Directions for this task: Copy out every line of the entries below that contains the word "query".

Records supplied:
□ □ □

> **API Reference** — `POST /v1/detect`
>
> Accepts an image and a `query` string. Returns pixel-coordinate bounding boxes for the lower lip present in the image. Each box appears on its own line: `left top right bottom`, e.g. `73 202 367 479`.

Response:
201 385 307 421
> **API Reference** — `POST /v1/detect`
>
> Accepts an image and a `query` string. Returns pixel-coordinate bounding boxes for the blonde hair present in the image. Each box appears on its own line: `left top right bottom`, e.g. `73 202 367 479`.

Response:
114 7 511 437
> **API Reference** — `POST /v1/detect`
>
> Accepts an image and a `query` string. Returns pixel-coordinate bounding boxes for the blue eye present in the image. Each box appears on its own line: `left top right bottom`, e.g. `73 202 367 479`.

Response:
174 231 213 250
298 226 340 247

□ □ □

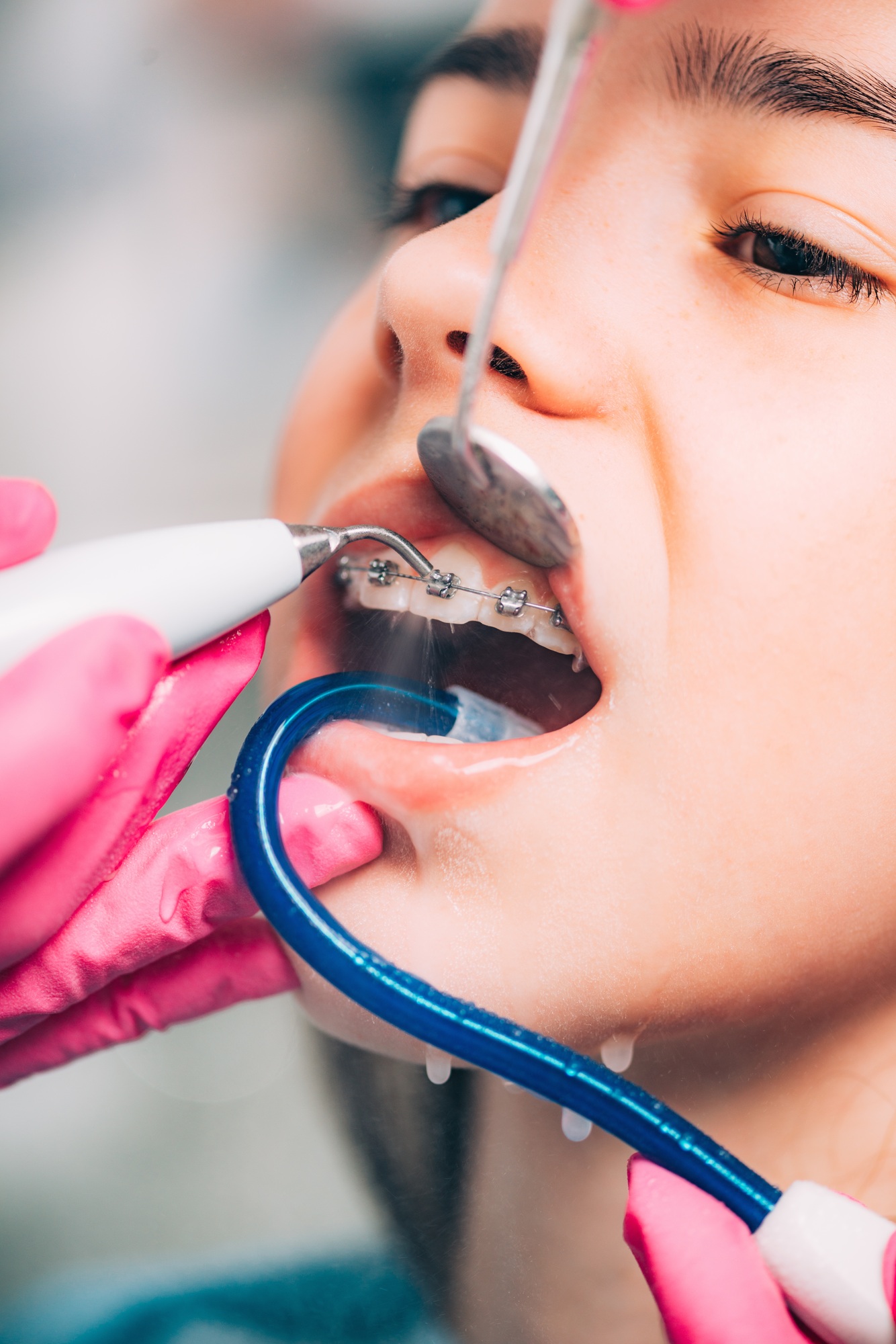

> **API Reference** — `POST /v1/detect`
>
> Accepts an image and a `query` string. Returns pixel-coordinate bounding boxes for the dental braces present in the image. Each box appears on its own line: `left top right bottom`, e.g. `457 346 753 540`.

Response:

□ □ □

Solution to this problem:
> Accepts an image and a `query` string. Returns pixel-coordinate bounding boxes for the lower lip present in the image. Each box appears on its own line: `left top right bottom`, e.g. `73 202 367 479`.
> Accepts an image and a `query` string. Returns pixel-coordinate bounding boxes for the blonde hair present in the image. Each box appears on its own line: `left top right bottom`, e.g. `73 202 367 479`.
> Accepts an image and a `query` string. Returns pixel-coordinate bounding boxes for the blue eye present in the image. Each box appears on its own line: `left top right bottom`, e.g. `73 202 367 479`.
> Accepts an image and a `query` string. Returns pixel-coordinate bounding boxes for the dental braces present in the image. Each box appears on its own line: `left top right bottom`, e.g. `457 346 753 540`.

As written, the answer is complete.